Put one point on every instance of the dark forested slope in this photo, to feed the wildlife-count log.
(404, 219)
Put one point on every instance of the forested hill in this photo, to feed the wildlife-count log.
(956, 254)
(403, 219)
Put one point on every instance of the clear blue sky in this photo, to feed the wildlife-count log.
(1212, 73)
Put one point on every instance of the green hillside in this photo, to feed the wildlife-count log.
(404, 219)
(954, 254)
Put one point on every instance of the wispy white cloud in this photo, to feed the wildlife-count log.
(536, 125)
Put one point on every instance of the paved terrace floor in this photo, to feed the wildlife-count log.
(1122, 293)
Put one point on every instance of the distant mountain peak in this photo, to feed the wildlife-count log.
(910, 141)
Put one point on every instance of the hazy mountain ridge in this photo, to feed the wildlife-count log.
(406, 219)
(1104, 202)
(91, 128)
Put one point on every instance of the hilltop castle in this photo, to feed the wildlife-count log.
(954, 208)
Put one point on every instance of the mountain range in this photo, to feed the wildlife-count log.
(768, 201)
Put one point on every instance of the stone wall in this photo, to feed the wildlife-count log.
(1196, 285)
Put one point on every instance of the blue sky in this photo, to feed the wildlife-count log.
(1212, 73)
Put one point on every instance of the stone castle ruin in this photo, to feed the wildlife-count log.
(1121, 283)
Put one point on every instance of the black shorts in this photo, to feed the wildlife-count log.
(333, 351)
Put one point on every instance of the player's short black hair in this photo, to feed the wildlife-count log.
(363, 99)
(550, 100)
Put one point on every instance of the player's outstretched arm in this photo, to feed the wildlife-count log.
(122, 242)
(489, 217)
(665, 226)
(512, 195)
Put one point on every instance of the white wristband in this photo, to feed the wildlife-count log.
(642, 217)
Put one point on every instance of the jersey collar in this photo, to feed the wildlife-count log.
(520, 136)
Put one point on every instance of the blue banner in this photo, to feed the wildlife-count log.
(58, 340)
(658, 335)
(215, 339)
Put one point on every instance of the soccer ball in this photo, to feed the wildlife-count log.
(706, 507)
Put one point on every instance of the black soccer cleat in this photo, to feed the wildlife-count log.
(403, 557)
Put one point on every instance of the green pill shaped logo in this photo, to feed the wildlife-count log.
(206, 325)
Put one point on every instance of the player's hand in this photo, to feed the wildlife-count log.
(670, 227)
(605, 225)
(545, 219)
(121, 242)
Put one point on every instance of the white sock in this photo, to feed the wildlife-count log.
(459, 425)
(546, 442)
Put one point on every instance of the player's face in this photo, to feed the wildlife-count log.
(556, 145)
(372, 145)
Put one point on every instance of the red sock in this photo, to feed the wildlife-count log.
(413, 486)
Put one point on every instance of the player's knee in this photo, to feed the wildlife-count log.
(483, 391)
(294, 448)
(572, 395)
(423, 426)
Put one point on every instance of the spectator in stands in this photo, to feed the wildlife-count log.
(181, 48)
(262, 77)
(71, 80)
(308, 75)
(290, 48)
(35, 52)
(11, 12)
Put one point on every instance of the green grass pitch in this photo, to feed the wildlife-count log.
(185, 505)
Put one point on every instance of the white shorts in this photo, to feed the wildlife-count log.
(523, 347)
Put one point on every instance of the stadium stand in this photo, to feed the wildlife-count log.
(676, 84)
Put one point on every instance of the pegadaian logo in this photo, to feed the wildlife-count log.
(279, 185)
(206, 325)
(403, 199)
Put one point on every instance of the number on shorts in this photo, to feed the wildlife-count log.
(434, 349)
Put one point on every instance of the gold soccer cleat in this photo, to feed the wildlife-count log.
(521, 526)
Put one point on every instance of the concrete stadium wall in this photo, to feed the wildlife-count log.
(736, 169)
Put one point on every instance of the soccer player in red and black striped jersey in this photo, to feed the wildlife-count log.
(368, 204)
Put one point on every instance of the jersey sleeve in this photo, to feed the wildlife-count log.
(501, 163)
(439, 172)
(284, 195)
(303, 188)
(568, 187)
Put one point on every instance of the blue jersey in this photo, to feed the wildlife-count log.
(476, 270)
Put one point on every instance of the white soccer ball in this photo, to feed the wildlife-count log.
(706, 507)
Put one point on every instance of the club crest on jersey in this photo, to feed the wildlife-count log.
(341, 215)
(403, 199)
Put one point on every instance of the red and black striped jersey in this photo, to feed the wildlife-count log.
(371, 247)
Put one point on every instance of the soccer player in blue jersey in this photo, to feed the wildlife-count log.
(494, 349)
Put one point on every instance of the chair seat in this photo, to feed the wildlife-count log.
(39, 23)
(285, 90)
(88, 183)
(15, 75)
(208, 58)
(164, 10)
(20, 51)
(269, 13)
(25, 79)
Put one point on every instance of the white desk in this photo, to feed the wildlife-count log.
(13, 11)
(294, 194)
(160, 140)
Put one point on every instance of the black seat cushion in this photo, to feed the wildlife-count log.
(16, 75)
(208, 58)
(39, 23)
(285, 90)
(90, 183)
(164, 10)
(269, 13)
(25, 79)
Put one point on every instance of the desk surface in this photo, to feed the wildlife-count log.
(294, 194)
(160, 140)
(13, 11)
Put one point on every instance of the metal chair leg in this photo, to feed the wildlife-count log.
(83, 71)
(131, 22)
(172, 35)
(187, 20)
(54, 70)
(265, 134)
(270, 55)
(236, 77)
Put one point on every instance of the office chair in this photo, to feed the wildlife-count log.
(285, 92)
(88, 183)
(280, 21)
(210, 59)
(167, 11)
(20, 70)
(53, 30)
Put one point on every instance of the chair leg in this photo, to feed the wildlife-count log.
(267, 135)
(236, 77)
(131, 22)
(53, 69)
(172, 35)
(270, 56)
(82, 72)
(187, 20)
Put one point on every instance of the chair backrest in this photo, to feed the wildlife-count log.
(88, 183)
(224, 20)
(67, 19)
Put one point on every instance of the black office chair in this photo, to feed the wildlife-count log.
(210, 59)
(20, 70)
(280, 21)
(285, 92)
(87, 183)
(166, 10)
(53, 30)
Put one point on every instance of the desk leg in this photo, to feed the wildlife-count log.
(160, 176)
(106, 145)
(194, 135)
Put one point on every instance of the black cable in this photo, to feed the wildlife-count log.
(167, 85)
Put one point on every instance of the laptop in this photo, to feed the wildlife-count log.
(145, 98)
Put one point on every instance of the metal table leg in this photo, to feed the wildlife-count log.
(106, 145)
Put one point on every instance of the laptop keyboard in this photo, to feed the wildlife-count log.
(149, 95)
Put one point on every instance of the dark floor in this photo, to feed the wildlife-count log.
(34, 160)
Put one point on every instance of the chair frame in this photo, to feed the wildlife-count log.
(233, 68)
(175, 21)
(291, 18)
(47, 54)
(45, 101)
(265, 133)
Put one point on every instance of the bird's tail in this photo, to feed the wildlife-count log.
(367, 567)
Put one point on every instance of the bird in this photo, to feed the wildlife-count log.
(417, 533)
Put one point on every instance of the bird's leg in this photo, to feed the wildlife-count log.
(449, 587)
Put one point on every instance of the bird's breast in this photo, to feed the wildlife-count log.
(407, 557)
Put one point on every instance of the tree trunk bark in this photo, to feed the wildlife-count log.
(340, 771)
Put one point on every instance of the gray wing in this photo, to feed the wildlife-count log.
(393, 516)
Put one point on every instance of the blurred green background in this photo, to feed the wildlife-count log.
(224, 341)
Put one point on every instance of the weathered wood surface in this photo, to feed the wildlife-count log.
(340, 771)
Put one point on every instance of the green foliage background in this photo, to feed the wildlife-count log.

□ □ □ □ □

WHAT YOU WILL DO >>
From top to bottom, repeat the data above without alteration.

RESPONSE FOR THIS EXERCISE >>
Put one point on every instance of the dark forested slope in this photo, to feed the wildlife-count log.
(404, 219)
Put one point on every instance of the forested hill in this photo, to feed the wildlife-count log.
(956, 254)
(403, 219)
Put one point on every instance of the clear blue sky in this photo, to feed the wildlife-count log.
(1212, 73)
Put one point on every instance of the green hillside in this photo, to feed the wildlife-count log.
(404, 219)
(954, 254)
Put one point on every instance of the wispy white cloud in this photo, to feed the wildlife-count log.
(536, 125)
Put one point on every instance of the paved terrace floor in this photo, to feed the wildlife-count log.
(1122, 293)
Put one point on every instance of the distant mountain peak in this photo, to feed the wildlife-count log.
(910, 141)
Put one point on every instance of the hazy mountain ridge in this photo, to feed the wildlife-count log.
(406, 219)
(1104, 202)
(91, 128)
Put one point on every instance of the hilltop castle in this photo, to feed the wildlife-count log.
(954, 208)
Put one point on every instance of the mountain range in this photo, to feed the wildlife-count log.
(768, 201)
Put one point on every instance of the stone wall in this photo, to feed the wildlife-count log.
(1196, 285)
Put one point on every instance of the blue sky in this photo, to feed the wildlife-count log.
(1212, 73)
Put one point on every instance of the stone castle ruin in this photo, to feed the wildlife-count log.
(1121, 283)
Put one point on every instance of the black shorts in this photo, to feed the wildlife-count log.
(333, 351)
Put one point on every instance of the player's short black hair in this photo, to feed the wildlife-count log.
(363, 99)
(550, 100)
Put one point on every instance of the player's outstretched arm in this photo, to feed the wildlife-count log.
(122, 242)
(489, 217)
(665, 226)
(512, 195)
Put one point on every instance of the white wristband in this photo, to feed the wildlife-count log.
(642, 217)
Put one point on every instance of the jersey collar in this photo, to feed the wildlife-count log.
(520, 136)
Put one point on every instance of the blue banner in this photo, to feed the wildlife-count log.
(58, 340)
(658, 335)
(215, 339)
Put one point on every instance of the soccer ball in this photo, to feed the wildlife-count log.
(706, 507)
Put one point on every instance of the black soccer cleat in this photo, to feed the wildlife-count log.
(403, 557)
Put one point on every instance of the green pill shaped logo in this photo, to feed the wildlife-count log.
(206, 325)
Put one point on every instance of the player's hand in this photo, to feed the wildlife-count log.
(670, 227)
(605, 225)
(545, 219)
(121, 242)
Put one point on every instance of the white sock in this photo, to feed the wildlife-count log.
(459, 425)
(546, 442)
Put one point on every instance of the player's face in this photo, to feed the wildlife-count log.
(556, 145)
(372, 145)
Put one point on every instance of the red sock in this photo, to feed the wildlife-count log.
(413, 486)
Put one point on every instance of the player's knee in this photo, to feed the wildlife-count log.
(483, 391)
(294, 448)
(572, 395)
(423, 426)
Put one point on every instance of the spectator in stands in this photo, to feed the wildlife-count log.
(181, 48)
(262, 77)
(71, 80)
(308, 75)
(290, 48)
(35, 52)
(11, 12)
Put one point on every instance of the green grass pitch in this photo, to feed the wildlife-count log.
(185, 505)
Put one point on every instance of the white shorts in this photo, to feed the wildlife-count log.
(523, 347)
Put one point on every instance of the stadium stand in this photo, to feed the wildlife-count log.
(676, 84)
Put one point on every instance of the pegadaian logo in this photo, to feed the wildlife-count log.
(279, 185)
(206, 325)
(403, 199)
Put one point on every instance of the number on shorts in this photo, to feed the wildlife-count log.
(434, 349)
Put one point on every instance of the gold soccer cleat in this photo, to feed the wildlife-count log.
(521, 526)
Put one point on every instance of the concrete stadium wall in this photo, to feed the wildlife-count log.
(736, 169)
Put one point on every instance of the soccer player in red and black striped jersey in this photo, to feed the wildlife-count log.
(368, 204)
Put one point on every instance of the jersey sleeve in this photo, to feed the wildlife-count log.
(501, 163)
(439, 172)
(284, 195)
(303, 188)
(568, 187)
Put one point on every instance of the blue jersey in this photo, to feed the wildlife-count log.
(476, 270)
Put one point on every instance of the white soccer ball in this photo, to feed the wildlife-count log.
(706, 507)
Put one point on every instance of the club crest on jersey in this photo, to feed the wildlife-count log.
(341, 215)
(403, 199)
Put one point on every instance of the red and black striped jersey in this photo, to feed the wildlife-count log.
(371, 247)
Put one point on every instance of the soccer player in blue jersey in this photo, to feed the wildlife-count log.
(494, 349)
Put one point on every instance of the chair seat in this photo, to feed the wildlife-count log.
(39, 23)
(285, 90)
(88, 183)
(15, 75)
(208, 58)
(164, 10)
(20, 51)
(269, 13)
(25, 79)
Put one point on every instance of the white desk in this photo, to feed the wildlife-count log.
(13, 11)
(294, 194)
(160, 140)
Put one point on every instance of the black seat cushion in this photo, to feed the wildlife-count log.
(16, 75)
(208, 58)
(39, 23)
(285, 90)
(90, 183)
(164, 10)
(269, 13)
(25, 79)
Put one point on every instance of the desk surface in this photo, to feed the wildlife-count log.
(294, 194)
(160, 140)
(13, 11)
Put one point on every instance of the metal chair leg in this photo, to feed the wildlife-count log.
(83, 71)
(131, 22)
(172, 35)
(187, 20)
(54, 70)
(265, 134)
(270, 55)
(236, 77)
Put one point on every instance of the office chair in this photo, to feed the wildlife-count log.
(285, 92)
(88, 183)
(280, 21)
(210, 59)
(167, 11)
(20, 70)
(53, 30)
Put one point on every instance of the chair leg in this photo, to feed the wildlife-count log.
(267, 135)
(236, 77)
(131, 22)
(53, 69)
(172, 35)
(270, 56)
(82, 72)
(187, 20)
Put one point on every instance of the chair backrest in this photo, to feed the wildlife-count log.
(88, 183)
(224, 20)
(67, 19)
Put one point on every instance of the black office chair in this photo, to feed the wildlife-count log.
(210, 59)
(20, 70)
(280, 21)
(285, 92)
(87, 183)
(166, 10)
(53, 30)
Put one point on every instance of the desk leg in this photo, to feed the wildlife-count log.
(160, 176)
(106, 145)
(194, 135)
Put one point on every instance of the black cable in this photo, to feed the wildlife-count log.
(167, 85)
Put one point on every instance of the laptop in this photo, to feed the wildlife-count log.
(145, 98)
Put one point on every instance of the metal table leg in this photo, to feed the wildlife-count log.
(106, 145)
Put one point on every instance of the laptop keyboard in this photo, to feed the wildlife-count log.
(149, 95)
Put one point on every instance of the dark floor in this photo, to feed the wildlife-count log.
(34, 160)
Put one point on every instance of the chair frame in this photo, to feed the wildlife-count log.
(233, 68)
(175, 21)
(291, 18)
(47, 54)
(45, 101)
(265, 133)
Put one point on every instance of the bird's tail in this photo, to feed the wildlife-count log.
(367, 567)
Put one point on every instance of the bird in this photo, to feed the wildlife-count log.
(417, 533)
Put one point on every instance of the bird's leg in this photo, to feed the wildlife-count log.
(449, 587)
Put one point on every instance of the bird's breast in this photo, to feed the wildlife-count log.
(407, 557)
Put one point on every instance of the tree trunk bark in this photo, to feed the wildlife-count log.
(340, 771)
Put one point on every instance of the gray wing in this photo, to feed the wildlife-count log.
(393, 516)
Put one point on every instance of the blurred green background in this photo, to feed the wildlife-count log.
(224, 341)
Put one point on every instance of the weathered wood surface in this photo, to feed the wildlife-count log.
(340, 771)
Put one point on every instance of the green foliage background in this photo, to feed the wildlife-count log.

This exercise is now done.